• ESTRATTO DELLA PAGINA:
==*==
Annunciato come il Carnage all’amatriciana, l’ultimo film della Archibugi non mantiene la promessa, orgogliosamente sbandierata, del gioco al massacro tra adulti senzienti avvelenati-incattiviti-frustrati.

Ma non possiamo imputare alla regista di Questione di cuore tutti i torti del caso visto che il film è solo il remake di un lungometraggio d’oltralpe adattamento di un testo teatrale (sempre d’oltralpe), ma resta indubbio che ci abbia messo (pesantemente) del suo, rimaneggiando, seppur nel decoroso rispetto del copione originale, la sceneggiatura per farla meglio aderire all’aria che tira in Italia.

Dove a prevalere è una mentalità fondamentalmente tradizionalista (conservatrice), stagnante, retrograda, incartapecorita, nascosta dietro quella sua maschera(ta) di emancipazione ostentata con tanta disinvoltura e naturalezza. Che la porta a condannare ogni forma di pregiudizio e discriminazione, ad inneggiare al confronto civile, al rispetto verso l’altro, all’indulgenza, alla comprensione, alla ragionevolezza. Sempre con grande disponibilità, tanti sorrisi e infinita calma.

A questo punto il fucile caricato dalla Archibugi non può non colpire e fare centro, penseremo noi, riducendo a brandelli l’ipocrisia imperante delle nostre esistenze asfittiche, soprattutto quando nel mirino finiscono vizi, vezzi e virtù dell’italiano medio contemporaneo, reso superbamente in tutte, o quasi, le sue sfaccettature da un piccolo affiatato gruppo appartenente alla crème del made in italy attoriale oggi.

Spicca un Alessandro Gassman ‘mattatore’, a trascinare nel suo scherzo finito male (si fa per dire) comprimari dalle facce giuste e dalle cesellate emotività, capacissimi di sostenere pesanti primi piani e di combattere una guerra verbale che, crediamo (ad un certo punto speriamo, visto lo scorrere inesorabile dei minuti mentre ancora nessun proiettile viene sparato), profilarsi imperdibile e soprattutto gustosissimo.
==*==
(Voci del dataset)
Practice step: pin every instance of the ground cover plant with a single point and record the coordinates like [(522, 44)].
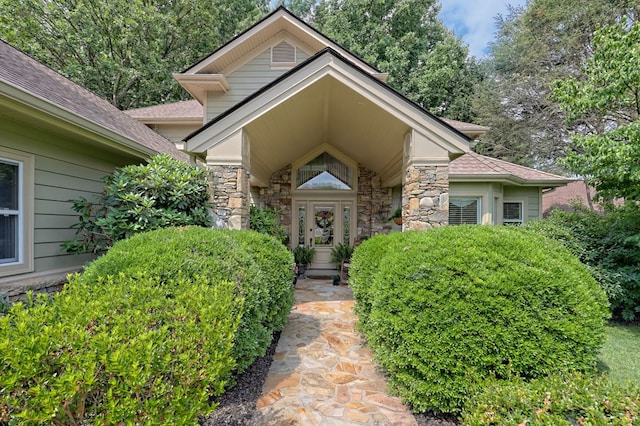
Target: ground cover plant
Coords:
[(609, 244), (151, 333), (449, 310)]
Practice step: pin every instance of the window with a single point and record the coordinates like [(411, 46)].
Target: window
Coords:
[(325, 172), (512, 212), (464, 211), (10, 209), (16, 180)]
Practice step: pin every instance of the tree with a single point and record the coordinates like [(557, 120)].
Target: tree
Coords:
[(425, 61), (604, 107), (138, 198), (124, 51), (535, 45)]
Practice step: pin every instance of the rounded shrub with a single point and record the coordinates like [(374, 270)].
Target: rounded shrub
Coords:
[(260, 267), (126, 350), (452, 307)]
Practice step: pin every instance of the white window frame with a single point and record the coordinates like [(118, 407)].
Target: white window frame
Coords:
[(518, 221), (478, 207), (25, 163)]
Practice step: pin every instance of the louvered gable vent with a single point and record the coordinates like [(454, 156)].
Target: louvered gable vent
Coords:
[(283, 54)]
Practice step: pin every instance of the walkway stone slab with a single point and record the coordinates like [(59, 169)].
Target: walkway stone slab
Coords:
[(322, 373)]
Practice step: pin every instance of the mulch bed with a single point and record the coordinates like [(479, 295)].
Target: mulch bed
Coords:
[(238, 404)]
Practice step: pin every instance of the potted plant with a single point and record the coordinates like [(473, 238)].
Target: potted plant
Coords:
[(304, 257), (397, 216)]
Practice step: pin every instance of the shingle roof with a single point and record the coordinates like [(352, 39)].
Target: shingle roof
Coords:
[(185, 110), (472, 164), (30, 76)]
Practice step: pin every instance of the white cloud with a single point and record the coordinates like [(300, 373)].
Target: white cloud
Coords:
[(474, 20)]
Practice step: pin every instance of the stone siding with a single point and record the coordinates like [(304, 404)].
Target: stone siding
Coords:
[(229, 189), (278, 196), (374, 204), (425, 197)]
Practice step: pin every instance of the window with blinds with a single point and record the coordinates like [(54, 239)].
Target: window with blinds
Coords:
[(464, 211), (9, 211), (283, 54), (512, 212), (325, 172)]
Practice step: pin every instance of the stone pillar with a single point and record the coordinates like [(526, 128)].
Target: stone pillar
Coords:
[(229, 189), (425, 197)]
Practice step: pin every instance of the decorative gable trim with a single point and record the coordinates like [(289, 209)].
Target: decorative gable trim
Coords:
[(283, 55)]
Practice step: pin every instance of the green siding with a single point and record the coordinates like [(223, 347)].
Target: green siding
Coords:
[(65, 169)]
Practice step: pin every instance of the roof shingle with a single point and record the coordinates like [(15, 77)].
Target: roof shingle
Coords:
[(25, 73)]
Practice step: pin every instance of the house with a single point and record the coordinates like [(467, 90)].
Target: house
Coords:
[(285, 117), (57, 141)]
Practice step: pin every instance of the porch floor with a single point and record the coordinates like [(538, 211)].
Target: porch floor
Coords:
[(322, 373)]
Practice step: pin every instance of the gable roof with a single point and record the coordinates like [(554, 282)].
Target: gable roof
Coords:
[(30, 83), (475, 167), (279, 20), (327, 62), (179, 112)]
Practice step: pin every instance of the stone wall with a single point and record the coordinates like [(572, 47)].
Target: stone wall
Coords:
[(278, 196), (374, 204), (229, 189), (425, 197)]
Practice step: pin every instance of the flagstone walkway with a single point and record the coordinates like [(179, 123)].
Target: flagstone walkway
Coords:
[(322, 372)]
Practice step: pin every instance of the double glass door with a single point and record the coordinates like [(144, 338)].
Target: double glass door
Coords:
[(322, 225)]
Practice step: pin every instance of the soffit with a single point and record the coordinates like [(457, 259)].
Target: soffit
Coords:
[(326, 112)]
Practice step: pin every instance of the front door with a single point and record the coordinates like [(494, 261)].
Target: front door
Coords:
[(322, 225)]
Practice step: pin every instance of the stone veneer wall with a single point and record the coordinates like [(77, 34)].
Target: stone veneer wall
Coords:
[(229, 189), (278, 196), (374, 204), (425, 197)]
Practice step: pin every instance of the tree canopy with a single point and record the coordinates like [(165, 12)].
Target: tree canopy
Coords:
[(535, 45), (123, 50), (604, 106)]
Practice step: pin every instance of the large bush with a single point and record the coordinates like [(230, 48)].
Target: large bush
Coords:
[(609, 244), (123, 350), (558, 400), (448, 309), (260, 267), (165, 192)]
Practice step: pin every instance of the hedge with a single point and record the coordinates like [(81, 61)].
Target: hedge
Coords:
[(127, 351), (446, 310), (260, 267)]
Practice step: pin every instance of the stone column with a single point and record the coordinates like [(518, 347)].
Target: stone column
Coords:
[(229, 189), (425, 197), (228, 164)]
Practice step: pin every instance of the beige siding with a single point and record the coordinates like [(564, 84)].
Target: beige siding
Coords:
[(530, 196), (64, 170), (247, 80), (175, 132)]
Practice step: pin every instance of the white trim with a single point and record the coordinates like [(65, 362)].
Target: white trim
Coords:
[(26, 173)]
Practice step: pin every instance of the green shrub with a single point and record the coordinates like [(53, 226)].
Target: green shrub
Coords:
[(260, 267), (556, 400), (165, 192), (341, 252), (123, 350), (265, 220), (609, 244), (452, 307)]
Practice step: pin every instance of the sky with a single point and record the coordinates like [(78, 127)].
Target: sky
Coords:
[(473, 20)]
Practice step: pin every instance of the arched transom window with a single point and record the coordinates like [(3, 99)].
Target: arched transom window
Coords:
[(325, 172)]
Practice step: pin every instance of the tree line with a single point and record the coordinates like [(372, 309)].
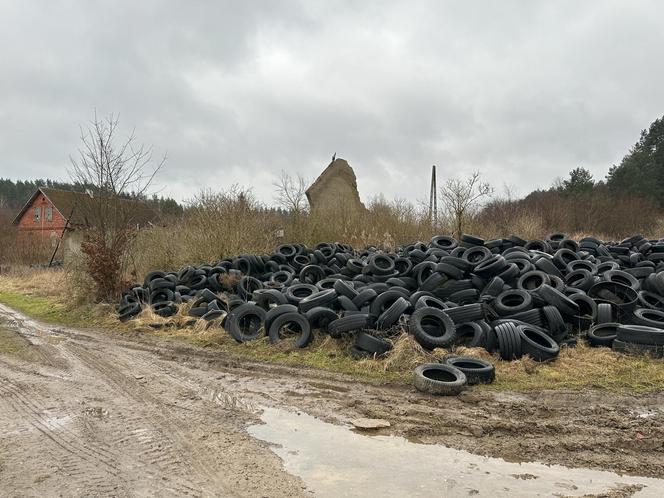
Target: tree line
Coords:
[(14, 195)]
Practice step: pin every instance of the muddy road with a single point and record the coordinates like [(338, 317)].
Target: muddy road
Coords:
[(96, 413)]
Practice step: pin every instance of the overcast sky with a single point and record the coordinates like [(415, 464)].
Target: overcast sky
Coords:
[(236, 91)]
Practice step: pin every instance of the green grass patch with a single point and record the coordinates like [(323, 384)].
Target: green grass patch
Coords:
[(577, 368), (42, 308), (11, 343)]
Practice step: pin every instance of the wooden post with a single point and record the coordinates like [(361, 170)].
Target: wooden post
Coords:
[(62, 236)]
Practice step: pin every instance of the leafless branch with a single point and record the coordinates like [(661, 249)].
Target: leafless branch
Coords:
[(290, 193)]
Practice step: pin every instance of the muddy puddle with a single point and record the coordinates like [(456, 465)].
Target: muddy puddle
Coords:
[(335, 461)]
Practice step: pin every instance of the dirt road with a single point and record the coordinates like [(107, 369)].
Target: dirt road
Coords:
[(94, 413)]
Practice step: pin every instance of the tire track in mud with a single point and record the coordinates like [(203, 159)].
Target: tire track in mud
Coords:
[(164, 444), (94, 468)]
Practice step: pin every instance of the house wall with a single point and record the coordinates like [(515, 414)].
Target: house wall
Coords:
[(41, 228)]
==*==
• DA SVOLGERE:
Stabilisci se ciascuna affermazione è conforme alla recensione, rispondendo sì o no e riportando tra virgolette le parole decisive della recensione. 1. Il film della Archibugi è il remake di un lungometraggio d’oltralpe. 2. La regista ha lasciato la sceneggiatura originale invariata. 3. Nel cast spicca Alessandro Gassman.

• SOLUZIONE:
1. Sì: «il film è solo il remake di un lungometraggio d’oltralpe»
2. No: «rimaneggiando, seppur nel decoroso rispetto del copione originale, la sceneggiatura»
3. Sì: «Spicca un Alessandro Gassman»